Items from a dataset
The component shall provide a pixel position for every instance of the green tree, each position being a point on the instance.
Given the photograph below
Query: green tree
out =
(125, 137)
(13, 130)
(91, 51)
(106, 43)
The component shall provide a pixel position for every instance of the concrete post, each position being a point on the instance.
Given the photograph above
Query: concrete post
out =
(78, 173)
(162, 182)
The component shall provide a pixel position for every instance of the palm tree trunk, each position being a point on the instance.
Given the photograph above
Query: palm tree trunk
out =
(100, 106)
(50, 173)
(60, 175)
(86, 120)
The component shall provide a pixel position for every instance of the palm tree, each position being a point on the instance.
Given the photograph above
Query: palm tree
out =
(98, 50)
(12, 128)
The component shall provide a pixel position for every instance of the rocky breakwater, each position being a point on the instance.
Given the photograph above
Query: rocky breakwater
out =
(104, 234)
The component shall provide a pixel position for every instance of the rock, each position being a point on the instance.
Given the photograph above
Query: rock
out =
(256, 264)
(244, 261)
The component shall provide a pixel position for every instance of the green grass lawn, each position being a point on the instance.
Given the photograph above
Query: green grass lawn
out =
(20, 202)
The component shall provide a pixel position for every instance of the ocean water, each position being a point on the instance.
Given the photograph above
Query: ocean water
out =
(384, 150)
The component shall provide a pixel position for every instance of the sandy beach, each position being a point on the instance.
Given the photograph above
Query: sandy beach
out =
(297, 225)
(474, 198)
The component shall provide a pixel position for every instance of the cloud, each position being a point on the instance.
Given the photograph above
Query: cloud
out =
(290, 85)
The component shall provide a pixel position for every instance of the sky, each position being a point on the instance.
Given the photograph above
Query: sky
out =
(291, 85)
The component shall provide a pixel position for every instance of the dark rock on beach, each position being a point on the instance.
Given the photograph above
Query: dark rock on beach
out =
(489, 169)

### Instructions for the task
The records above need to be output again, verbatim.

### Task output
The component shall provide a pixel position for every instance of the green tree, each position being a point on the instance.
Given the photograph below
Query: green tree
out =
(125, 137)
(13, 130)
(91, 51)
(106, 43)
The component shall provide a pixel position for every instance of the concrete post, each position being a point on the instance.
Given the photograph above
Query: concrete post
out =
(78, 173)
(162, 182)
The component shall provide a pixel position for every instance of the palm tree trunk, each position being a point on the instance.
Given the photograph above
Query: palm tree trunk
out =
(100, 106)
(50, 173)
(60, 175)
(86, 120)
The component shall provide a pixel position for every instance of the palm tree, each position being a point on the instance.
Given the photograph above
Query: palm tree
out =
(98, 50)
(12, 128)
The component shall provide a pixel position for every instance of the rocky breakwater, each position being a point on the instance.
Given the photograph above
Query: rocky breakwater
out =
(104, 234)
The component shall provide a pixel position for every instance of the rock, each position being a point on the instance.
Given the photograph above
Query: rock
out =
(256, 264)
(244, 261)
The component shall provide a pixel position for every instance of the green grass lawn, each position being a point on the instance.
Given the photograph above
Query: green grass lawn
out =
(20, 202)
The component shall provide a pixel position for every instance of the ocean water, each position being a point on the instance.
Given the photograph above
Query: ocean water
out =
(384, 150)
The component shall provide a pixel position for every instance of the sandy beach, each position being a point on the instance.
Given the photograph above
Query: sandy beach
out =
(297, 225)
(474, 198)
The component shall provide a pixel position for every instance of the cloud, each position being a point on the instance.
Given the photograph above
Query: cloud
out =
(290, 85)
The component shall provide a pixel position for every instance of the sky, each position being a point on the instance.
Given the photograph above
Query: sky
out =
(291, 85)
The component shall provide a pixel position for every instance of the dark rock on beach, each position being a point on the instance.
Given the photograph above
Query: dark rock on beach
out =
(489, 169)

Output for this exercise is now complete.